(TASK MATERIAL Opens)
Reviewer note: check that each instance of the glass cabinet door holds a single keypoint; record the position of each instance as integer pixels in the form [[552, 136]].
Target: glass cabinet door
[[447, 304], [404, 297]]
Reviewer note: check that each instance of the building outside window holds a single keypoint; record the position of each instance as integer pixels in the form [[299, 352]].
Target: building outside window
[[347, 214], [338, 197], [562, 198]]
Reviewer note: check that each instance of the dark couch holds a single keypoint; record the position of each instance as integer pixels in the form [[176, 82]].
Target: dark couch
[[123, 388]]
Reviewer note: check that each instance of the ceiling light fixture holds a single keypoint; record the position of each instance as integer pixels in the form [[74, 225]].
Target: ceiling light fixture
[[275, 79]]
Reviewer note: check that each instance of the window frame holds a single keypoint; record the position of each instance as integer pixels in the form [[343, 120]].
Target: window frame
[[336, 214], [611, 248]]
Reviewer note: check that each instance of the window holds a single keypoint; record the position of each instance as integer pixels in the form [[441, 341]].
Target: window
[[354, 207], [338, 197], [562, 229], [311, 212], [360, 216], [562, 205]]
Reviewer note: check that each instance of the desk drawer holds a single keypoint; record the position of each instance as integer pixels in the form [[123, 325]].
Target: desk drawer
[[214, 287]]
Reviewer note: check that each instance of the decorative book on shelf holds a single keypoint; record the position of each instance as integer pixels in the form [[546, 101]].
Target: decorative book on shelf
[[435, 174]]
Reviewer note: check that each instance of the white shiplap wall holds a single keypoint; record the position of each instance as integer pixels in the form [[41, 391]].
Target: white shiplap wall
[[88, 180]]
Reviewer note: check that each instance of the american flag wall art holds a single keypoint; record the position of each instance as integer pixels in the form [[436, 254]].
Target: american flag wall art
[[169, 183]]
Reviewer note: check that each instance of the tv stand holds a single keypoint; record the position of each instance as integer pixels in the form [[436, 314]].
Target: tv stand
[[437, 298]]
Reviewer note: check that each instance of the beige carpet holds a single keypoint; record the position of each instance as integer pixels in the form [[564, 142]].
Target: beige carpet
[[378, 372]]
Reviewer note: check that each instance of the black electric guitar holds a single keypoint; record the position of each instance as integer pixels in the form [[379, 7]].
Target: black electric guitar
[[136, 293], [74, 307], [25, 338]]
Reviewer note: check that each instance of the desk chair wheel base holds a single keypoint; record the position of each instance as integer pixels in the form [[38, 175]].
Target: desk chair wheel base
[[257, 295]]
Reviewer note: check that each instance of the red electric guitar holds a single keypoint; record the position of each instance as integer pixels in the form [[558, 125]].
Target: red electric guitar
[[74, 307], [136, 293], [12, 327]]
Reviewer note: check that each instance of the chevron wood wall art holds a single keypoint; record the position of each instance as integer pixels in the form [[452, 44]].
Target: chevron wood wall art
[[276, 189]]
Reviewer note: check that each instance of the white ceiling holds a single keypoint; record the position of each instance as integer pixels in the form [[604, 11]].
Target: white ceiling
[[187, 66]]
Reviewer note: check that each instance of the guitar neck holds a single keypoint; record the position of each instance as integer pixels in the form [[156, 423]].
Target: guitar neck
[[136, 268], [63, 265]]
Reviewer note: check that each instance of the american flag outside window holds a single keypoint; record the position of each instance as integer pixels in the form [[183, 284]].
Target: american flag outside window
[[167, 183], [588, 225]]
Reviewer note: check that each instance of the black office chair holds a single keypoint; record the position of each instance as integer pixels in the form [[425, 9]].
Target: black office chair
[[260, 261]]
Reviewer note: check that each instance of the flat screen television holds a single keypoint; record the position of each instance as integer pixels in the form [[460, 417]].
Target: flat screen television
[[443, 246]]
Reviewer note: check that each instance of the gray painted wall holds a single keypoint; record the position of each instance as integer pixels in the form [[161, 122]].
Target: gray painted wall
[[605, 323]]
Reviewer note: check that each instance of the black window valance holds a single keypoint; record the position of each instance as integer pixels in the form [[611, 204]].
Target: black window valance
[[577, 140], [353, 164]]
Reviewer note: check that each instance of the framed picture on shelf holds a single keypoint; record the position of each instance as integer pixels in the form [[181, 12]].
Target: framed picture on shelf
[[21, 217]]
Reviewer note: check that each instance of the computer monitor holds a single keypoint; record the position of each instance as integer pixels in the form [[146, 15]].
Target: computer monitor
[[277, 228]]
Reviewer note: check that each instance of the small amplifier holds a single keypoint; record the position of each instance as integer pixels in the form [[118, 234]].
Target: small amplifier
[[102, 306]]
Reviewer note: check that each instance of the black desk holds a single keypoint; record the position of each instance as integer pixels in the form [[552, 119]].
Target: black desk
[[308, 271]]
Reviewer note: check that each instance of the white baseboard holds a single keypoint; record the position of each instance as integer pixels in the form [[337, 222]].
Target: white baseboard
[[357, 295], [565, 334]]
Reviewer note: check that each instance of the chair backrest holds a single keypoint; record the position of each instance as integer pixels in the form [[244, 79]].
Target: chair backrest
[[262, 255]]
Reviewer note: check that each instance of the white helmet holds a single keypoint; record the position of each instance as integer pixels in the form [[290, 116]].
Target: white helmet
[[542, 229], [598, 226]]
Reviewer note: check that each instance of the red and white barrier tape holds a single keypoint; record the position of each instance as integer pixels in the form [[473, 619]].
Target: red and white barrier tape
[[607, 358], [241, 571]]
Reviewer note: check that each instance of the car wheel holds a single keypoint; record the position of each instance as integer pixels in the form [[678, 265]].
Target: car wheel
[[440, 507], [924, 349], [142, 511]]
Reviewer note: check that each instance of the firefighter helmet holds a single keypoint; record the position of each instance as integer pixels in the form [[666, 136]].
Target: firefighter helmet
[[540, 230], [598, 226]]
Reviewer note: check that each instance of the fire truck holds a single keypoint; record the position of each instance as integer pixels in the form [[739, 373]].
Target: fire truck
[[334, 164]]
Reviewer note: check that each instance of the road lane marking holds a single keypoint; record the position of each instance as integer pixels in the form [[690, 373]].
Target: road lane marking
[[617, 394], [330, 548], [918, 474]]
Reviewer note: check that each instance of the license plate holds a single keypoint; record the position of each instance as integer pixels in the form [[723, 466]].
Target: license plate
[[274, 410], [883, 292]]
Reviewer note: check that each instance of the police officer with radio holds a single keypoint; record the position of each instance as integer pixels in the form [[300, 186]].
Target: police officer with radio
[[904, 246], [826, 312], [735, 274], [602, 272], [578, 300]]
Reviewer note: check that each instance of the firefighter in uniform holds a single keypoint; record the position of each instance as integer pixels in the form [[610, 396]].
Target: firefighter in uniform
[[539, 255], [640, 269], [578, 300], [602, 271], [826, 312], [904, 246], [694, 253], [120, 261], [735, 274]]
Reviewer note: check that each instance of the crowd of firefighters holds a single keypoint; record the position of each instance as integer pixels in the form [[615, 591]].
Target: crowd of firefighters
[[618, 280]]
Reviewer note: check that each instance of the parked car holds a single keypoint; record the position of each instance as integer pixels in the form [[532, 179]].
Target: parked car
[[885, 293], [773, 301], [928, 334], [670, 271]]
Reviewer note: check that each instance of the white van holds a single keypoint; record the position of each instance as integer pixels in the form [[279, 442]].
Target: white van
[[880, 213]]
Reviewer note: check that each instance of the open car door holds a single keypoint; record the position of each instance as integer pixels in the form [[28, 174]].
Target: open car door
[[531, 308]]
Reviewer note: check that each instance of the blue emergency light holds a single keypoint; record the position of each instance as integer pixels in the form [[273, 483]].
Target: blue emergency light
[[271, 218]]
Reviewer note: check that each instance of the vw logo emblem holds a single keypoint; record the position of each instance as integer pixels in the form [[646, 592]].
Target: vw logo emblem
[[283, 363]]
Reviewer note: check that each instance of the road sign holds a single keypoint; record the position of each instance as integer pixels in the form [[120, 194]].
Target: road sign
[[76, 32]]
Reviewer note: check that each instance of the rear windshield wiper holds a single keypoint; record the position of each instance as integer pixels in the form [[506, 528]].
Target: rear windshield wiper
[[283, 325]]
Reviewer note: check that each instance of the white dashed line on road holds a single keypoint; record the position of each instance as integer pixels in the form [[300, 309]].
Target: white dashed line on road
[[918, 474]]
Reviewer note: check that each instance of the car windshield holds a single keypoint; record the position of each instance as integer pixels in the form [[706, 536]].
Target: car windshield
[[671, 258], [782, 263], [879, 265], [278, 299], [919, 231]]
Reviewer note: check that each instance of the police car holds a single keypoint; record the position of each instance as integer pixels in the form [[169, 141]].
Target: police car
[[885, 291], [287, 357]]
(TASK MATERIAL Closes)
YOUR ASSIGNMENT:
In the records above, find the line with "Target: police officer with radio"; write out exactly that line and each one after it, stopping after the line with "Reviewer note: check that each instance of the white van".

RESULT FOR THIS TASK:
Target: police officer with radio
[[904, 246], [826, 312], [735, 274], [602, 272], [578, 300]]
Reviewer note: check that each instance of the firefighter in uniform holds a single keypoint; record the position of each instance as integer pixels in the form [[610, 396]].
Target: firefighter in uniform
[[539, 255], [640, 269], [578, 300], [602, 271], [826, 312], [904, 246], [694, 253], [120, 261], [735, 274]]
Reviewer note: check that each instance of the crowd of firefighters holds a single keypoint; record the position of each instance as integer pixels in the form [[615, 591]].
Target: crowd of firefighters
[[618, 280]]
Reviewer note: check that each instance of the parked car holds a single keypoint; record the position of each instance as integer pixels in the form [[532, 179]].
Target: parked car
[[885, 293], [773, 301], [928, 334], [670, 271]]
Reviewer note: check that each instance of the white van holds a single keypoint; record the position of each instance as integer pixels in the form [[279, 442]].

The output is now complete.